法人向けChromebookがなぜ今注目されるのか

 Chromebookとは、Googleが開発した「ChromeOS」を搭載したノートPCの総称だ。Windows PCを販売するメーカー数社から製品が販売されている。一般的なクラムシェルタイプのほか、2-in-1タイプがある。

 ChromeOSは、Webブラウザの「Chromeブラウザ」をインタフェースとして使うことを前提に設計されているため、Webアプリケーションの操作性に優れていることで知られる。

 Chromebookを利用する法人向けに、ユーザーや端末の管理機能を提供するクラウドサービスが「Chrome Enterprise Upgrade」だ。本稿では、Chrome Enterprise Upgrade で管理された Chromebook を「法人向けChromebook」と表現する。

- 提供データ:
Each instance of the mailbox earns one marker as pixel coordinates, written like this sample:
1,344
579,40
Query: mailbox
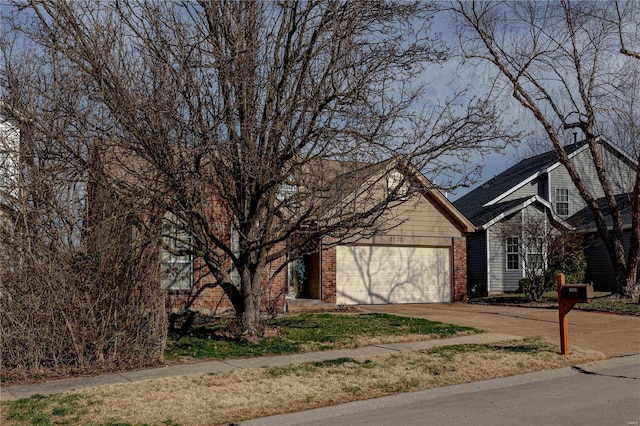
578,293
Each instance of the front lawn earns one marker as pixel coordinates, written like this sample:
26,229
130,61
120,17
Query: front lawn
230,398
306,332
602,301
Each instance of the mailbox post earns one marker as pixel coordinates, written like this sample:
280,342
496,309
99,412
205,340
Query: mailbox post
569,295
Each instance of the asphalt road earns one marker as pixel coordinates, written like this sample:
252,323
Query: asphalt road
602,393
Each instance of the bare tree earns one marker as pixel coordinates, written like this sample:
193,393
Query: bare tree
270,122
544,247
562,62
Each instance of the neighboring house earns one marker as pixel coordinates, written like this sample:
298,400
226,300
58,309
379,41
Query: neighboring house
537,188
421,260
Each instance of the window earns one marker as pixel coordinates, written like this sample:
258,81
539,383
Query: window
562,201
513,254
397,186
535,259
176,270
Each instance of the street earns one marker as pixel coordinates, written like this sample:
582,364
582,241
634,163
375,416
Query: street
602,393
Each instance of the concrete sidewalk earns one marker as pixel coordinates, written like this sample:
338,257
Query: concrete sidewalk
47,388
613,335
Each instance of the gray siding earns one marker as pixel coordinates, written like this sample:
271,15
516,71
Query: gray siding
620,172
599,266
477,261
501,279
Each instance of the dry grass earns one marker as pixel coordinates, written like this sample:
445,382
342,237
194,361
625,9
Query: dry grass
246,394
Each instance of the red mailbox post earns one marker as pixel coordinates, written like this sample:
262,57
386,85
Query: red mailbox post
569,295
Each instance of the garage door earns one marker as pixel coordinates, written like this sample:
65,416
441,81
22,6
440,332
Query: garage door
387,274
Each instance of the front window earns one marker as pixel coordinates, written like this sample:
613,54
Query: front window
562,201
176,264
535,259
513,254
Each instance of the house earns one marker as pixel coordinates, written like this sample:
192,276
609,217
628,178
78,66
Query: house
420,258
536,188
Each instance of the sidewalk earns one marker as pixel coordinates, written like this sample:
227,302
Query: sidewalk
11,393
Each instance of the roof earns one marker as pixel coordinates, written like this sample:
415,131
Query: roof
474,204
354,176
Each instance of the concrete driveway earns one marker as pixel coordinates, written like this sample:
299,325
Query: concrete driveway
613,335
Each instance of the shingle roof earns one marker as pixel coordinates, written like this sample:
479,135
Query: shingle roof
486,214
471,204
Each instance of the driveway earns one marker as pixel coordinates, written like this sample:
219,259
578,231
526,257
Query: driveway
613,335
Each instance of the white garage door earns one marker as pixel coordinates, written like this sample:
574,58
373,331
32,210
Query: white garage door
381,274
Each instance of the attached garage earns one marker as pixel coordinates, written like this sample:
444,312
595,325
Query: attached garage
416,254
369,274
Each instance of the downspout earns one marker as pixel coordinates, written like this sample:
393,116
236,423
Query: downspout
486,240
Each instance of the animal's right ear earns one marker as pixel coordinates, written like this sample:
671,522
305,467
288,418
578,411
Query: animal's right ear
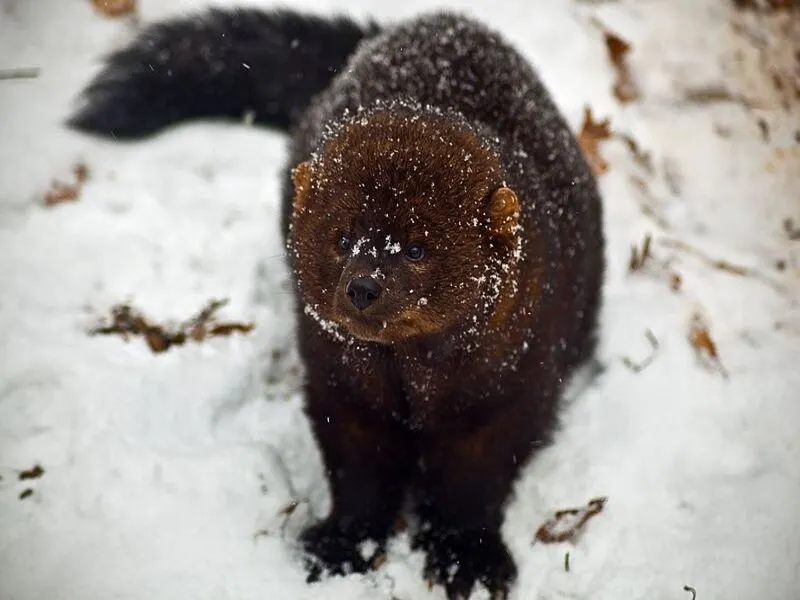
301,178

- 課題一覧:
1. ページ抜粋では、「法人向けChromebook」という表現は何を指すと述べているか。
2. レコードのうち、「Each instance of the shingle」を含む行から始めて、レコードの最後の行までを引用せよ。画像は答えに入れないこと。

- 課題別解答:
1. Chrome Enterprise Upgradeで管理されたChromebookを指す。

2.
Each instance of the shingle roof earns one marker as pixel coordinates, written like this sample:
479,135
Query: shingle roof
486,214
471,204
Each instance of the driveway earns one marker as pixel coordinates, written like this sample:
219,259
578,231
526,257
Query: driveway
613,335
Each instance of the white garage door earns one marker as pixel coordinates, written like this sample:
574,58
373,331
32,210
Query: white garage door
381,274
Each instance of the attached garage earns one marker as pixel coordinates, written like this sample:
444,312
595,325
Query: attached garage
416,254
369,274
Each instance of the downspout earns one marker as pixel coordinates, written like this sample:
393,116
236,423
Query: downspout
486,240
Each instance of the animal's right ear earns one marker as pixel coordinates, written like this sample:
671,522
305,467
288,418
578,411
Query: animal's right ear
301,178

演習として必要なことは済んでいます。